++++ Bloco de texto
Também gostei muito da Mina que vi: ela é coerente com a época, se mostra forte quando precisa ser e frágil quando não dava para ser diferente. Mas e aí? Ela é fundadora de todo o centro de pesquisas, lindo. Mas e aí? Nada mais?
E vamos falar sobre Lucy. No livro e na versão de Coppola para Drácula, Lucy é uma mulher rica e linda e que acaba atraindo a atenção de três homens – Arthur (que não está nesse novo seriado), Quincy (americano texano e que aqui tem uma ponta) e o médico John (Matthew Beard), que Lucy chama de Jack e mantém esse nome aqui.
A Lucy que estamos acostumadas a ver é o direto oposto de Mina. Enquanto essa última é “bela, recatada e do lar”, Lucy é ousada, quer tudo da vida e sabe como conseguir, mas que também gosta de seus pretendentes, se importa com eles. No fim das contas, Lucy morre muito mal e Mina vive o mais próximo de um final feliz que se pode esperar em uma narrativa de terror. Isso é muito a cara de autores antigos (ou antiquados) que perpetuam o machismo por meio de personagens femininos que “fogem a norma”.
Só que nesse nosso “Drácula”, embora os dois lados estejam presentes na personagem de Lucy, está também uma outra crítica. Nossa “Lucy 2020” é uma mulher de 22 anos, tem grana, é linda e vive com a cara nas redes sociais. Ela é linda e, ao mesmo tempo que ama isso e vive disso, parece cansada disso. Ou seja, hipocrisia da juventude. Mas não é algo que seja exatamente ruim/vilanesco, mas sim algo digno de crítica. Enfim, nossa Lucy abraça a morte, abraça Drácula e não se importa com o que vai acontecer. Não no sentido emo, mas como quem acha que nada de ruim pode vir a acontecer porque ela é jovem e linda. Isso é uma crítica a uma realidade.
Mas o destino de Lucy é muito pior do que se alimentar dos vivos: ela é cremada e não enterrada, sentindo a dor do corpo pegar fogo e se deteriorar. Mas quando Lucy se dá conta de sua aparência, ela só quer morrer e Jack – o pretendente que segue apaixonado por ela – coloca um fim ao seu tormento. E Drácula perde mais uma noiva.
Ah sim, porque lá no primeiro episódio, Drácula estava tentando se reproduzir, lembra? Ele disse que Johnathan Harker era uma ótima noiva porque, assim que se transformou, não virou um ghoul, mas manteve sua mente, sua personalidade. O mesmo acontece com Lucy, ou melhor aconteceria se ela não tivesse ficado “bem passada”, tadinha.
Aí temos outra questão: além de termos mulheres que são excelentes personagens (mas só até um certo ponto), temos o fantasma da sexualidade de Drácula.
++++++++
++++ Dados exibidos
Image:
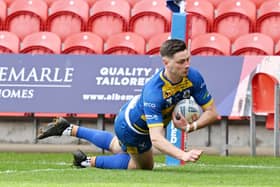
++++++++
- Experimente: Com base no texto sobre Drácula, explique em uma a três frases por que Drácula considerou Johnathan Harker uma ótima noiva.

- Resposta: Assim que se transformou, Johnathan Harker não virou um ghoul. Ele manteve sua mente e sua personalidade, o que servia ao objetivo de Drácula de se reproduzir.